Announcing New Text and Array Functions

11 min read Original article ↗

Blog Post

JoeMcDaid's avatar

September 29th 2022 Update
These functions are now fully deployed to Excel for the Web and users of Office 365 on the Current Channel.

I’m thrilled to share with you the availability of 14 new Excel functions designed to help you more easily manipulate text and arrays in your worksheets. 

Text Manipulation Functions

When working with text, a common task to complete is “break apart” text strings using a delimiter. You can already do this with combinations of SEARCH, FIND, LEFT, RIGHT, MID, SUBSTITUTE, and SEQUENCE, but we’ve heard from many of you that these can be challenging to use.

To make it easier to extract the text from the start or end of a cell’s contents, we are releasing two functions that simply return everything before or after your selected delimiter. Welcome, TEXTBEFORE and TEXTAFTER!

We’ve also made it easy to “split” text into multiple segments using TEXTSPLIT. Each text segment is then automatically spilled into its own cell through the magic of dynamic arrays. 

• TEXTBEFORE - Returns text that’s before delimiting characters

• TEXTAFTER - Returns text that’s after delimiting characters

• TEXTSPLIT - Splits text into rows or columns using delimiters

Array Manipulation Functions

Since the release of dynamic arrays in 2019, we’ve seen a large increase in the usage of array formulas. To make it easier to build compelling spreadsheets using dynamic arrays, we are releasing a collection of 11 new array manipulation functions.

WORK TO DO.
1 – According to the Excel functions announcement, which function splits text into rows or columns using delimiters?
2 – Reproduce the Excel functions announcement word for word between "We’ve also made" and "array manipulation functions.", inclusive.
3 – Continue the Excel functions announcement from where it stops.

SUPPLIED DATA.
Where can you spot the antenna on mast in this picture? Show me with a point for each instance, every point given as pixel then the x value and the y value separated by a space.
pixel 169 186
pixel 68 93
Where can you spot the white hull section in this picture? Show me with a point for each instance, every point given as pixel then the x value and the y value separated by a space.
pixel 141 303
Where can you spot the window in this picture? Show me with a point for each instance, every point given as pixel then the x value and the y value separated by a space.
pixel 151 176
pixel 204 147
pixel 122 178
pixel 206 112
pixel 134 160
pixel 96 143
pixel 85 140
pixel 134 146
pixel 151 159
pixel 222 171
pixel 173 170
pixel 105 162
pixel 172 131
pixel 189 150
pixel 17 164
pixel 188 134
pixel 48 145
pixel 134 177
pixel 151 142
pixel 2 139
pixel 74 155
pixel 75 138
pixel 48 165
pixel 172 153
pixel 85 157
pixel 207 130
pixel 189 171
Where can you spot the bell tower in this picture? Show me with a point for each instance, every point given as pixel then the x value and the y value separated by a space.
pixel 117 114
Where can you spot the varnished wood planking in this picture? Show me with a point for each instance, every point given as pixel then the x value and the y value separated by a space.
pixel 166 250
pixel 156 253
---
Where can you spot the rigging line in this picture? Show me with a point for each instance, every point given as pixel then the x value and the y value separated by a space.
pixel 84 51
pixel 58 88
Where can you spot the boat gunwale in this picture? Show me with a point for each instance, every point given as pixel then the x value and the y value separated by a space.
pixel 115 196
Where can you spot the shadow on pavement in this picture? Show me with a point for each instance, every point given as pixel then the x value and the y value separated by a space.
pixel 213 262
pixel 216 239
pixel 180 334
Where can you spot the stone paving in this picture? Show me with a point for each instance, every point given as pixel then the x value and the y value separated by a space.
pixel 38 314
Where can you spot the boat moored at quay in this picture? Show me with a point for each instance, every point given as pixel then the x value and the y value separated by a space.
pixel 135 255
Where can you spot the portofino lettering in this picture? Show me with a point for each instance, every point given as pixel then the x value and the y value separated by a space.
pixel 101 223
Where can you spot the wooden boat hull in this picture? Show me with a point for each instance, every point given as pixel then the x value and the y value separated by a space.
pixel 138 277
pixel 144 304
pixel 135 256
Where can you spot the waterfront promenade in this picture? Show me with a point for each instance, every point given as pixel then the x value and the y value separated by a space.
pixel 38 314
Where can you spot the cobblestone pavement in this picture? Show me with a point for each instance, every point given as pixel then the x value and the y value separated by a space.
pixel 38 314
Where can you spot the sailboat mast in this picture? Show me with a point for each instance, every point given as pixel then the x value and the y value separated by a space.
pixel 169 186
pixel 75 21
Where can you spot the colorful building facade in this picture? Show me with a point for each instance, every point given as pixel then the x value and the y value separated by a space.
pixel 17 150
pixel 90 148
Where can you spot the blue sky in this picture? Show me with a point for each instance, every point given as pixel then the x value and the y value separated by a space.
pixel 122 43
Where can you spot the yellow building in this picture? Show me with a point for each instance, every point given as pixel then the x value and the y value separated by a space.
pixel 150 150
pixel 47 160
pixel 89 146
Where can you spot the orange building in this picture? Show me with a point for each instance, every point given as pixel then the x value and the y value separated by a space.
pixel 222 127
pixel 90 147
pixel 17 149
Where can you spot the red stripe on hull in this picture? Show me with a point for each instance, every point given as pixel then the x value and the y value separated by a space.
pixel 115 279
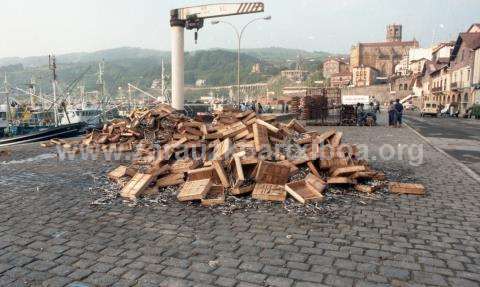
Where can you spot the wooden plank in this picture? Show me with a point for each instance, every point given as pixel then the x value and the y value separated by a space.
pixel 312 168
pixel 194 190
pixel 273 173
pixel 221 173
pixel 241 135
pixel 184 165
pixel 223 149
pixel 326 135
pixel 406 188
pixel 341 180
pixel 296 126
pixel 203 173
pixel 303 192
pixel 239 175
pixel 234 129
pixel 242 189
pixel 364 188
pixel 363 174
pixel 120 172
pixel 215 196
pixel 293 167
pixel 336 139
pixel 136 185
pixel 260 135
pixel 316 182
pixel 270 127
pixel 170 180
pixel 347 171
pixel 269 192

ANSWERS BELOW.
1 – TEXTSPLIT

2 –
We’ve also made it easy to “split” text into multiple segments using TEXTSPLIT. Each text segment is then automatically spilled into its own cell through the magic of dynamic arrays. 

• TEXTBEFORE - Returns text that’s before delimiting characters

• TEXTAFTER - Returns text that’s after delimiting characters

• TEXTSPLIT - Splits text into rows or columns using delimiters

Array Manipulation Functions

Since the release of dynamic arrays in 2019, we’ve seen a large increase in the usage of array formulas. To make it easier to build compelling spreadsheets using dynamic arrays, we are releasing a collection of 11 new array manipulation functions.

3 –
Combining Arrays

It can be challenging to combine data, especially when their sources are flexible in size. With VSTACK and HSTACK, you can easily combine dynamic arrays, stacking your data vertically or horizontally. 

  • VSTACK - Stacks arrays vertically
  • HSTACK- Stacks arrays horizontally

Shaping Arrays

It has been challenging to change the “shape” of data in Excel, especially from arrays to lists and vice versa. If you find yourself with a two-dimensional array that you would like to convert to a simple list, use TOROW and TOCOL to convert a 2D array into a single row or column of data. 

Using the WRAPROWS and WRAPCOLS functions, do the opposite: create a 2D array of a specified width or height by “wrapping” data to the next line (just like the text in this document) once your chosen width/height limit is reached.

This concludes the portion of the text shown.